Saved entries:
= = =

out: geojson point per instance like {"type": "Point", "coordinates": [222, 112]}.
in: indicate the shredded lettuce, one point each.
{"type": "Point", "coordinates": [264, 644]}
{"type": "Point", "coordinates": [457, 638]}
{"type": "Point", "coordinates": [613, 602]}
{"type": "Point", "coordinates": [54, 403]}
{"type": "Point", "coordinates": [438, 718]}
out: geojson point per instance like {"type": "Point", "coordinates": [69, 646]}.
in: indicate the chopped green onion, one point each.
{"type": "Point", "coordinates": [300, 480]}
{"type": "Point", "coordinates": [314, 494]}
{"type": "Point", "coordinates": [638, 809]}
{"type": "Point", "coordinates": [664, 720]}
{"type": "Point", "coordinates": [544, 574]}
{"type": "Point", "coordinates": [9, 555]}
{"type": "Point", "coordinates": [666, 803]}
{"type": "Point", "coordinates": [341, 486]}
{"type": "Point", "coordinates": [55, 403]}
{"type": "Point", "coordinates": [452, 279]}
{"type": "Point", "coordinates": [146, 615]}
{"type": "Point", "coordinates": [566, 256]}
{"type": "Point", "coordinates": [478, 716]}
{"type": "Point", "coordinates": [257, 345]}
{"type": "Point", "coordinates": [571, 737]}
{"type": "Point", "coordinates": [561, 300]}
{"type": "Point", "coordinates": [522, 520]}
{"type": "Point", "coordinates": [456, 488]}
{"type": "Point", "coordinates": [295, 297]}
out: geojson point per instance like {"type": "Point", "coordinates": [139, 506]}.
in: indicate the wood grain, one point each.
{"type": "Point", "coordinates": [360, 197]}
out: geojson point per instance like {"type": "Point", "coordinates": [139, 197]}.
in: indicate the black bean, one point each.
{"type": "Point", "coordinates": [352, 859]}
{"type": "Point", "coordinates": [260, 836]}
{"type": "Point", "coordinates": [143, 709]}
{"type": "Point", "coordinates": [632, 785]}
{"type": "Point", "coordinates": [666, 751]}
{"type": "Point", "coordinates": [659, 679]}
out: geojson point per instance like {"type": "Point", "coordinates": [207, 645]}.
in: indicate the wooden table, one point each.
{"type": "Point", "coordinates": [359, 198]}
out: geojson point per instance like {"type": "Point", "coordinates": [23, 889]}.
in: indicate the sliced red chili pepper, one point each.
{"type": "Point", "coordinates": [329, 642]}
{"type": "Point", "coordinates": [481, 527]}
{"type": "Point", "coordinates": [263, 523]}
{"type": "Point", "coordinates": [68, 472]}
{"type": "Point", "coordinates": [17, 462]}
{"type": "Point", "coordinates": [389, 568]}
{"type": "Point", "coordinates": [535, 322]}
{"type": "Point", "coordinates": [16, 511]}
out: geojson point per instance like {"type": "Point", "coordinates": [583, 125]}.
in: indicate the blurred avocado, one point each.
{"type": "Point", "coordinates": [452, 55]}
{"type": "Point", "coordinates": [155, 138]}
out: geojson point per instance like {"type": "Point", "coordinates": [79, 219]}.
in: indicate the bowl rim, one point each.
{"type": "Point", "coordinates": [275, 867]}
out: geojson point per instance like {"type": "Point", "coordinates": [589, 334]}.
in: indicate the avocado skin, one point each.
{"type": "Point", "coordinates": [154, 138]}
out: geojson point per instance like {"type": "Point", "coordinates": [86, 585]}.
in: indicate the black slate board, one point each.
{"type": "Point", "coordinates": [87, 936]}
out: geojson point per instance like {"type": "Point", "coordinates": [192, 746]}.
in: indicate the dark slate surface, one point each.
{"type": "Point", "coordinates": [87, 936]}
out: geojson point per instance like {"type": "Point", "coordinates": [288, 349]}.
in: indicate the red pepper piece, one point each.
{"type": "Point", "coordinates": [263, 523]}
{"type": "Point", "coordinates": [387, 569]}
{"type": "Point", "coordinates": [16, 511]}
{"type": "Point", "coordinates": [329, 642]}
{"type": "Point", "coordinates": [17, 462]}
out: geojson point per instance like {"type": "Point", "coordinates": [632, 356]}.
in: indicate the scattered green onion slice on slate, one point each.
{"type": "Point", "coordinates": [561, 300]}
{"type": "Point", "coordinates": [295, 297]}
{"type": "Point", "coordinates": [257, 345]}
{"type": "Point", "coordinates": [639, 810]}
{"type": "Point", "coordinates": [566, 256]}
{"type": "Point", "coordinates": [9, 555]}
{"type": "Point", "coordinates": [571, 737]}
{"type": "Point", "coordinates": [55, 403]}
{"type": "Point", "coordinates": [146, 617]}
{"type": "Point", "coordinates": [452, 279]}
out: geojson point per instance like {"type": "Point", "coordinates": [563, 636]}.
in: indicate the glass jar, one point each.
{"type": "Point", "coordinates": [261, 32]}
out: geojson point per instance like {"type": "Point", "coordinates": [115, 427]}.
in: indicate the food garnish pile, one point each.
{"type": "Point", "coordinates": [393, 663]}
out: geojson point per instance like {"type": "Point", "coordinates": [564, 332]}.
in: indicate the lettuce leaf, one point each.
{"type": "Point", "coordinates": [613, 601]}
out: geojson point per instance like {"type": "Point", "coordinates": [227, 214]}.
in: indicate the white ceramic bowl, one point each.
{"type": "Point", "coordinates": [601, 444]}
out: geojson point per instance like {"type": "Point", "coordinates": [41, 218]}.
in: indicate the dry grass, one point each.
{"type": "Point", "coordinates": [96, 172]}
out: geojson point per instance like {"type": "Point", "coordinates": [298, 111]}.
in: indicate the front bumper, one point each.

= = =

### To do
Write out each line exactly, as it is shown above.

### Result of the exercise
out: geojson point per instance like {"type": "Point", "coordinates": [222, 112]}.
in: indicate the shredded lettuce, one point each.
{"type": "Point", "coordinates": [264, 644]}
{"type": "Point", "coordinates": [457, 638]}
{"type": "Point", "coordinates": [613, 602]}
{"type": "Point", "coordinates": [54, 403]}
{"type": "Point", "coordinates": [438, 718]}
out: geojson point per instance like {"type": "Point", "coordinates": [69, 646]}.
in: indicate the chopped green onion, one point each.
{"type": "Point", "coordinates": [300, 480]}
{"type": "Point", "coordinates": [314, 494]}
{"type": "Point", "coordinates": [638, 809]}
{"type": "Point", "coordinates": [664, 720]}
{"type": "Point", "coordinates": [544, 574]}
{"type": "Point", "coordinates": [9, 555]}
{"type": "Point", "coordinates": [666, 803]}
{"type": "Point", "coordinates": [341, 486]}
{"type": "Point", "coordinates": [55, 403]}
{"type": "Point", "coordinates": [452, 279]}
{"type": "Point", "coordinates": [146, 615]}
{"type": "Point", "coordinates": [566, 256]}
{"type": "Point", "coordinates": [478, 716]}
{"type": "Point", "coordinates": [257, 345]}
{"type": "Point", "coordinates": [571, 737]}
{"type": "Point", "coordinates": [561, 300]}
{"type": "Point", "coordinates": [522, 520]}
{"type": "Point", "coordinates": [456, 488]}
{"type": "Point", "coordinates": [295, 297]}
out: geojson point per instance like {"type": "Point", "coordinates": [139, 506]}.
in: indicate the wood grain, one point each.
{"type": "Point", "coordinates": [360, 197]}
out: geojson point per instance like {"type": "Point", "coordinates": [139, 197]}.
in: indicate the black bean, one point each.
{"type": "Point", "coordinates": [352, 859]}
{"type": "Point", "coordinates": [260, 836]}
{"type": "Point", "coordinates": [143, 709]}
{"type": "Point", "coordinates": [632, 785]}
{"type": "Point", "coordinates": [666, 751]}
{"type": "Point", "coordinates": [659, 679]}
out: geojson point per instance like {"type": "Point", "coordinates": [207, 645]}.
in: indicate the wooden table, one point each.
{"type": "Point", "coordinates": [359, 198]}
out: geojson point per instance like {"type": "Point", "coordinates": [23, 889]}.
in: indicate the sliced red chili pepper, one point each.
{"type": "Point", "coordinates": [329, 642]}
{"type": "Point", "coordinates": [481, 527]}
{"type": "Point", "coordinates": [263, 523]}
{"type": "Point", "coordinates": [68, 472]}
{"type": "Point", "coordinates": [17, 462]}
{"type": "Point", "coordinates": [389, 568]}
{"type": "Point", "coordinates": [535, 322]}
{"type": "Point", "coordinates": [16, 511]}
out: geojson point per instance like {"type": "Point", "coordinates": [583, 125]}.
in: indicate the blurred avocado, one point each.
{"type": "Point", "coordinates": [452, 55]}
{"type": "Point", "coordinates": [155, 138]}
out: geojson point per instance like {"type": "Point", "coordinates": [79, 219]}.
in: indicate the bowl rim, one point each.
{"type": "Point", "coordinates": [275, 867]}
out: geojson point per instance like {"type": "Point", "coordinates": [589, 334]}.
in: indicate the avocado skin, one point each.
{"type": "Point", "coordinates": [154, 138]}
out: geojson point per instance like {"type": "Point", "coordinates": [86, 585]}.
in: indicate the black slate board, one point each.
{"type": "Point", "coordinates": [87, 936]}
out: geojson point per instance like {"type": "Point", "coordinates": [192, 746]}.
in: indicate the dark slate surface, one point each.
{"type": "Point", "coordinates": [87, 936]}
out: geojson point per instance like {"type": "Point", "coordinates": [288, 349]}.
in: indicate the red pepper piece, one point each.
{"type": "Point", "coordinates": [263, 523]}
{"type": "Point", "coordinates": [387, 569]}
{"type": "Point", "coordinates": [16, 511]}
{"type": "Point", "coordinates": [329, 642]}
{"type": "Point", "coordinates": [17, 462]}
out: geojson point per instance like {"type": "Point", "coordinates": [632, 356]}.
in: indicate the scattered green onion slice on slate, one point each.
{"type": "Point", "coordinates": [561, 300]}
{"type": "Point", "coordinates": [295, 297]}
{"type": "Point", "coordinates": [257, 345]}
{"type": "Point", "coordinates": [639, 810]}
{"type": "Point", "coordinates": [566, 256]}
{"type": "Point", "coordinates": [9, 555]}
{"type": "Point", "coordinates": [571, 737]}
{"type": "Point", "coordinates": [55, 403]}
{"type": "Point", "coordinates": [146, 617]}
{"type": "Point", "coordinates": [452, 279]}
out: geojson point per instance like {"type": "Point", "coordinates": [563, 636]}.
in: indicate the glass jar, one point each.
{"type": "Point", "coordinates": [261, 32]}
out: geojson point per instance like {"type": "Point", "coordinates": [115, 427]}.
in: indicate the food garnish pile, one point each.
{"type": "Point", "coordinates": [393, 663]}
out: geojson point per instance like {"type": "Point", "coordinates": [564, 332]}.
in: indicate the lettuce leaf, one point each.
{"type": "Point", "coordinates": [613, 601]}
out: geojson point per instance like {"type": "Point", "coordinates": [227, 214]}.
in: indicate the white ceramic bowl, one point each.
{"type": "Point", "coordinates": [601, 444]}
out: geojson point per instance like {"type": "Point", "coordinates": [41, 218]}.
in: indicate the dry grass, one point each.
{"type": "Point", "coordinates": [96, 172]}
out: geojson point per instance like {"type": "Point", "coordinates": [298, 111]}.
in: indicate the front bumper, one point each.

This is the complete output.